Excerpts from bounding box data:
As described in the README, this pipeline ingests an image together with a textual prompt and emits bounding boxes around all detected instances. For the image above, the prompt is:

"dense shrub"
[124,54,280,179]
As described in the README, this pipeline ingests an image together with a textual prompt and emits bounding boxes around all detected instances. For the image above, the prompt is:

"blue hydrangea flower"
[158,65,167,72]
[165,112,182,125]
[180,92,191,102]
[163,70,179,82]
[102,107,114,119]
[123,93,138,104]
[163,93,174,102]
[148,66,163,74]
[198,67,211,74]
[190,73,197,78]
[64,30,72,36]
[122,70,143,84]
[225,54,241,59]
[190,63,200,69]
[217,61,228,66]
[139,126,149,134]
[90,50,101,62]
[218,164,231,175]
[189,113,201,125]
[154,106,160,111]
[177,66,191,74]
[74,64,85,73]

...

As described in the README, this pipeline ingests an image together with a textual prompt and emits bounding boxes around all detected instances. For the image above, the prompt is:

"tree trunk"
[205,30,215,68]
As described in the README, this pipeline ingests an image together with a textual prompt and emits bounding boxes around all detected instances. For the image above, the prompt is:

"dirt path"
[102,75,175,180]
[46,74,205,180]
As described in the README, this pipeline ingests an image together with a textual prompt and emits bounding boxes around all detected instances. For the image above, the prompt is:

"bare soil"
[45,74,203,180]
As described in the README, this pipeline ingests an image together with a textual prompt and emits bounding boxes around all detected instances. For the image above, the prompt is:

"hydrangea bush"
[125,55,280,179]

* * *

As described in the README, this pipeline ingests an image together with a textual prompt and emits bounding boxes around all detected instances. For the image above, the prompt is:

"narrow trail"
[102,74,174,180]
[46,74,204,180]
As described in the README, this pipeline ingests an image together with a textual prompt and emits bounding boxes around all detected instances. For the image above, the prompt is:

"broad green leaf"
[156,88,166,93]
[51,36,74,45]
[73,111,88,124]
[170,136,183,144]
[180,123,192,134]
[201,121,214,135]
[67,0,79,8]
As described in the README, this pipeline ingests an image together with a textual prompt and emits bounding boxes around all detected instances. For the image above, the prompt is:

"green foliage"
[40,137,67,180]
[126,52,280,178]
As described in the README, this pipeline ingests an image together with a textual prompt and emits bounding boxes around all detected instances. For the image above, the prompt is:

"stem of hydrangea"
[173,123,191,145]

▶ The problem
Locate every line above that contains the string "hydrangea" and copy each one. Case matters.

▶ Result
"blue hydrangea flower"
"hydrangea bush"
"stem of hydrangea"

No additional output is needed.